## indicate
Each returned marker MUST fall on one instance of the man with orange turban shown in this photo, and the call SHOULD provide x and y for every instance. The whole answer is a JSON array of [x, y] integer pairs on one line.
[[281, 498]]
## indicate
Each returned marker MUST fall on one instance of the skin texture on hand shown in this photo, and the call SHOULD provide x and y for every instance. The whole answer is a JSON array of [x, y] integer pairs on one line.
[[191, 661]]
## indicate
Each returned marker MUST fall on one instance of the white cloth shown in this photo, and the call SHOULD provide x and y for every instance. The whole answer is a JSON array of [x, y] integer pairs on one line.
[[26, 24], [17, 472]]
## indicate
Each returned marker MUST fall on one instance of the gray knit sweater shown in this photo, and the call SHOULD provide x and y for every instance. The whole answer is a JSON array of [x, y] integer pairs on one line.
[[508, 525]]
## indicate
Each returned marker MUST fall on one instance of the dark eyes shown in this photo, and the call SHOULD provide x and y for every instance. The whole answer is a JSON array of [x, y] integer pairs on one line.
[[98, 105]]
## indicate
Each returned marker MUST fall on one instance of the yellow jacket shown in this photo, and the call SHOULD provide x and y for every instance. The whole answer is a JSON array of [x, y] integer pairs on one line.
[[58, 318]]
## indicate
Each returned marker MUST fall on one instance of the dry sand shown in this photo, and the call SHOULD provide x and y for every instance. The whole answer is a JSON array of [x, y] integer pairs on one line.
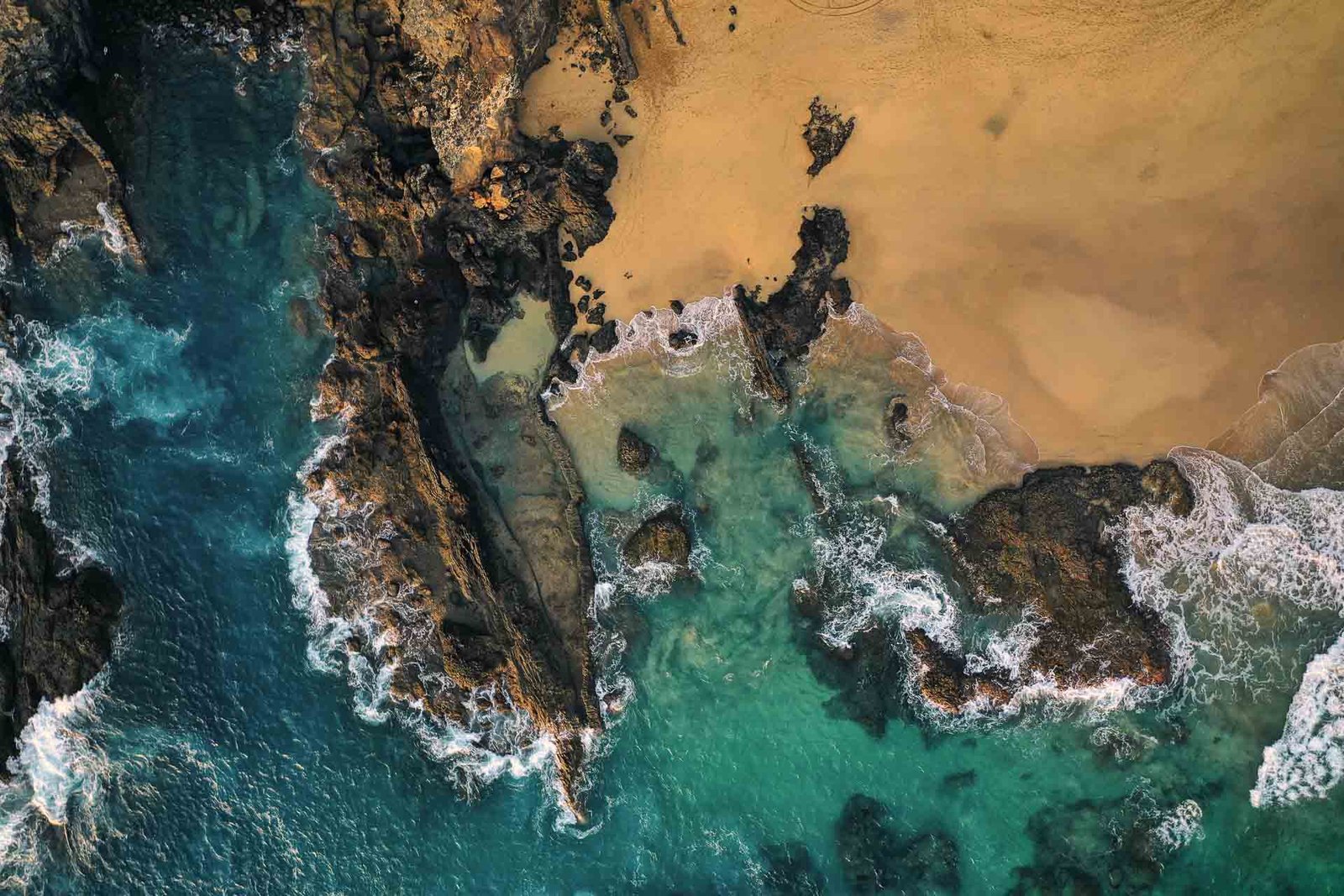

**Work required**
Convert the records above into a Markdown table with the columns Row and Line, numbering each line and skipping blank lines. Leave out the pictures.

**Response to the task**
| Row | Line |
|---|---|
| 1 | ## indicate |
| 2 | Each returned marker MUST fall on one instance of the man with orange turban shown in this photo, and the call SHOULD provide x and y for every instance. The whole answer is a JSON array of [x, y] integer pairs on one line. |
| 3 | [[281, 498]] |
| 4 | ## indicate |
| 5 | Each returned marker MUST fall on one instance of the skin texture on hand shown in this photo, and the call SHOULD provide x and y for every instance. The whole answer is a JSON array of [x, y] integer pairs on one line. |
| 6 | [[191, 661]] |
| 7 | ## indicate |
| 8 | Each returned marker MUST fall on one instance of the white cloth shown in this photo, and the call SHOULD provide x and y for every instance. The whole answer is a JSON array of [x, y] integer pairs on one line. |
| 9 | [[26, 24], [17, 472]] |
| 10 | ## indicate |
| 11 | Each returned marker MUST fall on one instance of the gray knit sweater shown in this photo, and the call SHOULD provide x and y for every instance. The whole answer is a JSON array of [x, y] integer pairs on one line. |
| 12 | [[508, 525]] |
| 13 | ## indicate |
| 14 | Each returned marker MUST fall on one instance of the dark eyes shown in this photo, and the call SHOULD provide x and y for every instance. The whole answer is a JSON array of [x, y] integer pairs on one line. |
| 15 | [[98, 105]] |
| 16 | ## indicate |
| 17 | Each returned marker MUST fall on one instance of the yellow jacket shown in this photo, and the call SHOULD provide x and y for every instance. The whole answer is a JSON array of [x, y] integer pairs on one line. |
| 18 | [[58, 318]] |
| 19 | ## indicate |
| 20 | Each returned marker MUST fall on one instance of the dry sand shown in this photo, and the call SHOULD provide x and y for every instance. The whole answer is a JSON array of [x, y] integer pairs on one line. |